═══ Passage ═══

On August 2nd, I got some news. The lump in my right breast was determined to be cancer. Testing was done on the biopsy tissue and more information was gathered. The one thing I've learned lately is that information has to be gathered, but it all comes back in drips. A piece of the puzzle here, another piece of the puzzle there, but always the puzzle remains. Just having a diagnosis doesn't mean you have a clear path to action.
Right now, this is what I know. I've met with two surgeons to see what approaches they suggested. I've selected a surgeon in north Atlanta to work with. A gracious soul privileged me with a view of her handiwork, and I know that I want her to be in charge of my surgical treatment.
My tissue samples have been sent off to another lab for a second opinion, but the first pass indicates an aggressive form of cancer that is estrogen and progesterone negative. That means there are two whole groups of chemotherapy drugs that can't be used effectively with my brand of cancer. My HER2 receptors are neither positive nor negative, and therefore until removal of the actual tumor and more studies, I'll be treated as if I am HER2 positive.
I've gotten an MRI of the girls but the results are not yet back. The purpose of the MRI is to determine if there are any further areas of concern (i.e., tumors) in other locations of the breast that can't be adequately imaged by the mammograms. If there are other areas of concern, that will certainly influence the urgency and extent of treatment. It's presumed at this time, that the tumor that has been biopsied is the only location.

═══ Dataset entries ═══

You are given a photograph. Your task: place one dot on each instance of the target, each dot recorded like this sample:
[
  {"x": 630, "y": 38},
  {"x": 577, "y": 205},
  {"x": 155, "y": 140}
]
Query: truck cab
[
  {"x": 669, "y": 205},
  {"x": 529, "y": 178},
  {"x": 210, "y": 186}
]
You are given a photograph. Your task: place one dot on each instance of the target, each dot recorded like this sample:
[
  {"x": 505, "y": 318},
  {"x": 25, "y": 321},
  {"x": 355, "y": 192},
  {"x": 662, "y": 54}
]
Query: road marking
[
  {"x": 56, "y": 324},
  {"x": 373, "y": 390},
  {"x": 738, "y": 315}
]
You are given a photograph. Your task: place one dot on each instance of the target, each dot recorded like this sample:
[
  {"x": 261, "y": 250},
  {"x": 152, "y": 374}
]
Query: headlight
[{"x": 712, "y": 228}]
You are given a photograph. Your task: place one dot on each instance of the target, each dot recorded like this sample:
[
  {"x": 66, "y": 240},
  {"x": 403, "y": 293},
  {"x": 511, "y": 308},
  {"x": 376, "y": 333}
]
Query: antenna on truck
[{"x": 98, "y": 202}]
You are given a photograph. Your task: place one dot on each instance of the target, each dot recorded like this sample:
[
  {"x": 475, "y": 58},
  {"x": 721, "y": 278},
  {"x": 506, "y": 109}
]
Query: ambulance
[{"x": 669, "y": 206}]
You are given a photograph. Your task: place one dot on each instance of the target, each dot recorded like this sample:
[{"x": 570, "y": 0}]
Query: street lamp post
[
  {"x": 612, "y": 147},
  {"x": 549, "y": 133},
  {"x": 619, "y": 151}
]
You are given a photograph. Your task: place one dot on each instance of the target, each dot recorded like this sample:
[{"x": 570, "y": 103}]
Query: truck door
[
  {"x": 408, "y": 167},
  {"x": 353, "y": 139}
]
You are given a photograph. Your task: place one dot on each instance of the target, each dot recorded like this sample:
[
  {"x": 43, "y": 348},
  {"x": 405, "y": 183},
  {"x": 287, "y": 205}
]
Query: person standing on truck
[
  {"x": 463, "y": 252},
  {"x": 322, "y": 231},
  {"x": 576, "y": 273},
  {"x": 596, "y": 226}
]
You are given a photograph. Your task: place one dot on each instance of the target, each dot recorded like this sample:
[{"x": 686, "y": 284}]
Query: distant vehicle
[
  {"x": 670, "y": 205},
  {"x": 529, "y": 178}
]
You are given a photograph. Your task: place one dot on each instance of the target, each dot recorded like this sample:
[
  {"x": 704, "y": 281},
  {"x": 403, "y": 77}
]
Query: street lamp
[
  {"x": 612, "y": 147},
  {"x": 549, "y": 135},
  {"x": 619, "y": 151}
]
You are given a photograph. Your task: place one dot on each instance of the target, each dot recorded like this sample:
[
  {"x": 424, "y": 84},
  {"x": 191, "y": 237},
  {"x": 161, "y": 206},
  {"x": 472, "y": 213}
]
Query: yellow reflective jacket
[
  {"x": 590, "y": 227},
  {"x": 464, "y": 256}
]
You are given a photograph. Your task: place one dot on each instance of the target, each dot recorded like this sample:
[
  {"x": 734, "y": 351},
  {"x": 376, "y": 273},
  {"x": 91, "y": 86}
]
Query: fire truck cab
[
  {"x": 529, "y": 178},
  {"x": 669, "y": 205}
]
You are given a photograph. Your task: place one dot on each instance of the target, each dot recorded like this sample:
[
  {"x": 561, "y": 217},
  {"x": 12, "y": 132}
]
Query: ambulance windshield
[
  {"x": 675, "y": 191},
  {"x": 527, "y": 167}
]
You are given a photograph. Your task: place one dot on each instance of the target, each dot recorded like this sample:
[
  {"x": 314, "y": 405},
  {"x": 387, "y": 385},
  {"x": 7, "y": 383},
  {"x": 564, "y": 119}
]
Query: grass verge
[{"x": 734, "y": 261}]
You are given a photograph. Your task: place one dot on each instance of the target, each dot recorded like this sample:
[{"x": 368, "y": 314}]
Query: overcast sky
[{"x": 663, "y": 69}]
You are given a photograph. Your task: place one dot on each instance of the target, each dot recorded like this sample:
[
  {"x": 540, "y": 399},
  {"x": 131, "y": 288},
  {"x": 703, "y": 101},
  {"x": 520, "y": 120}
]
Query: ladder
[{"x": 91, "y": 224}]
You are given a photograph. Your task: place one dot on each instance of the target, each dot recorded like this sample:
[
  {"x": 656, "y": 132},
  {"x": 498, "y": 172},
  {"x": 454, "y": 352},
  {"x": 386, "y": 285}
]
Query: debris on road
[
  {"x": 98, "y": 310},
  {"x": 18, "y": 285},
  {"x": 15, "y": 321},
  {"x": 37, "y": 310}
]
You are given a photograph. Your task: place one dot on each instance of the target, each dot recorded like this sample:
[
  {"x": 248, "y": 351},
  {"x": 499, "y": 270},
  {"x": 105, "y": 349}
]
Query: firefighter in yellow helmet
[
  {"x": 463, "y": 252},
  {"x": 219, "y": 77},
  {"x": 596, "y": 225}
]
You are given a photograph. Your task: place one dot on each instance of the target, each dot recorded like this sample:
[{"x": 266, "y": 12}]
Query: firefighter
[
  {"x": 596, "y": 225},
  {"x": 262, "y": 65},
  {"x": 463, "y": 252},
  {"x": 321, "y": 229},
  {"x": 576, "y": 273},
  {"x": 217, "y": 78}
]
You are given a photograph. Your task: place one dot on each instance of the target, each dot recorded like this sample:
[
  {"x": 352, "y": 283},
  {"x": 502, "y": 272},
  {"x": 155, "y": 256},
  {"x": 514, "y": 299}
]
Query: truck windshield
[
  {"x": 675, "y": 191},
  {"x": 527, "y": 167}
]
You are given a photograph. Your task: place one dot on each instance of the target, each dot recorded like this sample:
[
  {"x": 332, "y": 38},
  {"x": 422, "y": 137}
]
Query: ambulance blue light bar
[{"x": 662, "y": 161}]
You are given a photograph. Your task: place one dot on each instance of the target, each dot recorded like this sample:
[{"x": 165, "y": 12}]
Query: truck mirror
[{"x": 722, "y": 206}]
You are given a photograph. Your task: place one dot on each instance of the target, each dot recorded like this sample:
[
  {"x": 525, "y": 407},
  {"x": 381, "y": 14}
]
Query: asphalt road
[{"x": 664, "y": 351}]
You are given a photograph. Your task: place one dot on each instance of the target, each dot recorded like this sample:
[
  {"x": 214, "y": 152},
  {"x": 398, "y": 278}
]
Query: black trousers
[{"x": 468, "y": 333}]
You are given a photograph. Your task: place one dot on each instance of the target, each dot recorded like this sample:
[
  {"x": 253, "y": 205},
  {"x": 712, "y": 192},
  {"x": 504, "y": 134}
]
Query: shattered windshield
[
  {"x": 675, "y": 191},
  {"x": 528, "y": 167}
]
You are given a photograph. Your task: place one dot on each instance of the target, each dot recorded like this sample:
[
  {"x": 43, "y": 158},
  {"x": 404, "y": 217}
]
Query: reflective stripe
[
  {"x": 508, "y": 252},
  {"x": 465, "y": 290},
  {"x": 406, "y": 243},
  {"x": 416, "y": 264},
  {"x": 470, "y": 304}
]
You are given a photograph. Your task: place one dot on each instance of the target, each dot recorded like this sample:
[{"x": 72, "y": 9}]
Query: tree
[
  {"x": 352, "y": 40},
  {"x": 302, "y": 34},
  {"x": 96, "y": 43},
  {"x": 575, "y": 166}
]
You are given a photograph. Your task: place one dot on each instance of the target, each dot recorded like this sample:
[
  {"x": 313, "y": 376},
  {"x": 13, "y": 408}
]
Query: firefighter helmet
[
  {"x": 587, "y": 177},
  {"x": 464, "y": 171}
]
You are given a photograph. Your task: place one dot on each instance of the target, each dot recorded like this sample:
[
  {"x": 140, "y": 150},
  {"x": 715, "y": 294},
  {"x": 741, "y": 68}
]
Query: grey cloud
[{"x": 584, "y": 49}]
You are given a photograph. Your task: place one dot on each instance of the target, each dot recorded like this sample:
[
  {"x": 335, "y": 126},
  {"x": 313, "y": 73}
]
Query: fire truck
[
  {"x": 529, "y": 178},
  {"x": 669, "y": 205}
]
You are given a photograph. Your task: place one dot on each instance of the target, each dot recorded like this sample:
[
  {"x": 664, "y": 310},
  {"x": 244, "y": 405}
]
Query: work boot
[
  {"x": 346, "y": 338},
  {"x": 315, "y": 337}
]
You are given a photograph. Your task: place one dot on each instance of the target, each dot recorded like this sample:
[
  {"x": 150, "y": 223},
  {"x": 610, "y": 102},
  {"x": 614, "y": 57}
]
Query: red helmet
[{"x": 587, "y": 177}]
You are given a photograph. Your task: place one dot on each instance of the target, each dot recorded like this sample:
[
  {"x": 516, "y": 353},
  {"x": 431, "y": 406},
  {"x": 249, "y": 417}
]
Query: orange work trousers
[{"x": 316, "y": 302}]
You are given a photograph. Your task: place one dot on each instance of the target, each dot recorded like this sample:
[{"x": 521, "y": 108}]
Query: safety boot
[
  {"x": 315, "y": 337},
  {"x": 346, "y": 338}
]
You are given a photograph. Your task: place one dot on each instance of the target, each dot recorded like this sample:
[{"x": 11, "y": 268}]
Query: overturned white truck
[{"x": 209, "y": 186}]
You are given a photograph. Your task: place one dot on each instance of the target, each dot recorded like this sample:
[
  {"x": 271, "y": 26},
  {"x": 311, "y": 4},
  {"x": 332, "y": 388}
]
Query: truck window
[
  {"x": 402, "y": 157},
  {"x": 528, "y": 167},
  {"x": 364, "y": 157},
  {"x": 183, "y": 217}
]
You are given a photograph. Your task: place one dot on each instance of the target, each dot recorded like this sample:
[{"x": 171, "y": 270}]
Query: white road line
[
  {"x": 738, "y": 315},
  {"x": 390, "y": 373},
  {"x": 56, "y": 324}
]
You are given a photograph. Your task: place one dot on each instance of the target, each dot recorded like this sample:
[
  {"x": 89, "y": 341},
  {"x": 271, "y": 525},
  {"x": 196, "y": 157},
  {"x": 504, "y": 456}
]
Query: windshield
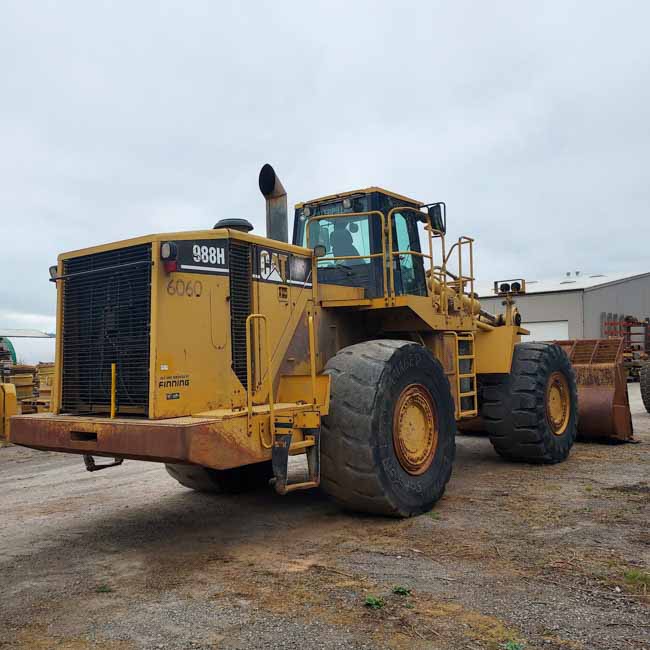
[{"x": 342, "y": 237}]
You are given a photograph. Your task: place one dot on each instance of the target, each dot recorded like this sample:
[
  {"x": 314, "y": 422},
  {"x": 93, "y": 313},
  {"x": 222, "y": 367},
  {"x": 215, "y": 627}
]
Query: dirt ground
[{"x": 513, "y": 557}]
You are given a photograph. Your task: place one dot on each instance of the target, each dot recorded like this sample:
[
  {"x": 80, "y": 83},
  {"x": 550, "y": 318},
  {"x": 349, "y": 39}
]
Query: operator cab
[{"x": 354, "y": 246}]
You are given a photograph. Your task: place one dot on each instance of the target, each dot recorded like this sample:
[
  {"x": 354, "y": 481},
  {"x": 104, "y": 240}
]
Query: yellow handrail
[
  {"x": 113, "y": 388},
  {"x": 249, "y": 379},
  {"x": 391, "y": 253}
]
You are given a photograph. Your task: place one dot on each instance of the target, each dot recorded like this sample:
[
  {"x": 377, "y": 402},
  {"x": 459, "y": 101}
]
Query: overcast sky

═══

### Exercise brief
Quote the stretch of the breast cancer diagnosis update from "My tissue samples" through "the only location.".

### Solution
My tissue samples have been sent off to another lab for a second opinion, but the first pass indicates an aggressive form of cancer that is estrogen and progesterone negative. That means there are two whole groups of chemotherapy drugs that can't be used effectively with my brand of cancer. My HER2 receptors are neither positive nor negative, and therefore until removal of the actual tumor and more studies, I'll be treated as if I am HER2 positive.
I've gotten an MRI of the girls but the results are not yet back. The purpose of the MRI is to determine if there are any further areas of concern (i.e., tumors) in other locations of the breast that can't be adequately imaged by the mammograms. If there are other areas of concern, that will certainly influence the urgency and extent of treatment. It's presumed at this time, that the tumor that has been biopsied is the only location.